## Assignment
All of the data below is to be output exactly as written.

------ Source material ------

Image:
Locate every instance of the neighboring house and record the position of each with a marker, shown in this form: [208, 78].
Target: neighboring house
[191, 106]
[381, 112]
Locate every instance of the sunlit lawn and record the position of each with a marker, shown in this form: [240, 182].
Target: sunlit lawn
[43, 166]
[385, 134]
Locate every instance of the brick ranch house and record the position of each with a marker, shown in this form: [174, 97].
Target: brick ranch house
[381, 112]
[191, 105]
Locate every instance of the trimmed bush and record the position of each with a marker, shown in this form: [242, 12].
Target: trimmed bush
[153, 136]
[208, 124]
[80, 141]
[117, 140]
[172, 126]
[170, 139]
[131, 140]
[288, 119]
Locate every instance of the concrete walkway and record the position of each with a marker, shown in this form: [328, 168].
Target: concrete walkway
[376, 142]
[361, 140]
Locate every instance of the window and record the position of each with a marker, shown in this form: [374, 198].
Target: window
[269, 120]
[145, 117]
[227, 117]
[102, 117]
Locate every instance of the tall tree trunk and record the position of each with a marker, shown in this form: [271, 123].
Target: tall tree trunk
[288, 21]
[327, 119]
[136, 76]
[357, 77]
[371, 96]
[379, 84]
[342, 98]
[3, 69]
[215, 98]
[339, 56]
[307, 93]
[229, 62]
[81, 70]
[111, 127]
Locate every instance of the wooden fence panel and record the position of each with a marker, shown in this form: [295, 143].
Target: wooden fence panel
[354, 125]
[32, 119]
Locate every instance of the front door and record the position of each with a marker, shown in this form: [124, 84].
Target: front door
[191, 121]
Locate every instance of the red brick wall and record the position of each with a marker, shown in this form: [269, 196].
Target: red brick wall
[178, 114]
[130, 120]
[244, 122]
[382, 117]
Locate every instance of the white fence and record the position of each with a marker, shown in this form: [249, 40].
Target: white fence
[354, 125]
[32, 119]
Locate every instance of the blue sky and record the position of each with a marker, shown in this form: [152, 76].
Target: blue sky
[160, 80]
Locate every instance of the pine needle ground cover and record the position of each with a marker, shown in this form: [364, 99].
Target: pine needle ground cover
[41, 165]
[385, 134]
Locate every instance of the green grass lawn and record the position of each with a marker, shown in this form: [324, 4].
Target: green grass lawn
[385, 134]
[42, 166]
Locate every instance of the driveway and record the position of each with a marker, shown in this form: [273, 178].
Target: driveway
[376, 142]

------

## Finished exercise
Image:
Locate every instance of the neighboring house and record the position of each with a marker, shown in this form: [208, 78].
Target: neighboring house
[191, 106]
[381, 112]
Locate every instance of the sunlit lawn and record the position of each with a marker, shown in this form: [240, 182].
Target: sunlit lawn
[43, 166]
[385, 134]
Locate every instance of the brick ranch house and record the position of each with a marker, shown in this form: [174, 97].
Target: brick ranch house
[381, 112]
[191, 105]
Locate every instance of the trimmed bush and record the position of each with a marker, shown in this form: [242, 12].
Target: trimmed bush
[153, 136]
[208, 124]
[80, 141]
[117, 140]
[172, 126]
[170, 139]
[131, 140]
[288, 119]
Locate every instance of the concrete walkway and record the position of each with a marker, shown in this form: [328, 168].
Target: concrete walkway
[376, 142]
[361, 140]
Locate every instance of the window and record the position of each with a marker, shown in this form: [374, 198].
Target: window
[269, 120]
[145, 117]
[227, 117]
[102, 117]
Locate every instance of the tall tree trunk and record the position of each with a marker, shown in this form: [271, 123].
Target: tall tree trunk
[288, 21]
[327, 119]
[136, 76]
[357, 77]
[371, 96]
[379, 84]
[342, 98]
[3, 69]
[215, 98]
[339, 56]
[307, 93]
[229, 62]
[81, 70]
[111, 127]
Locate every instance of the wooden fence panel and record the position of each with a marker, shown in this form: [295, 143].
Target: wooden fence panel
[354, 125]
[32, 119]
Locate every instance of the front door and record the position of each with a marker, shown in this form: [124, 84].
Target: front door
[191, 121]
Locate every instance of the red brick wall and record the position of each with a marker, shown in this form: [269, 196].
Target: red brick wall
[178, 114]
[130, 120]
[244, 122]
[382, 117]
Locate every instance of the white fence and record the position of each with a marker, shown in this form: [249, 40].
Target: white fence
[354, 125]
[32, 119]
Locate every instance of the blue sky and record the position of each with a marker, shown in this form: [152, 76].
Target: blue sky
[160, 80]
Locate every instance of the pine needle ground cover and record the position of each with a marker, shown in this form: [364, 99].
Target: pine needle ground cover
[41, 165]
[385, 134]
Locate every instance of the green grass lawn and record the position of each with a marker, shown in this form: [324, 4].
Target: green grass lawn
[385, 134]
[42, 166]
Locate every instance of the driveway and record the position of each with a marker, shown in this form: [273, 178].
Target: driveway
[376, 142]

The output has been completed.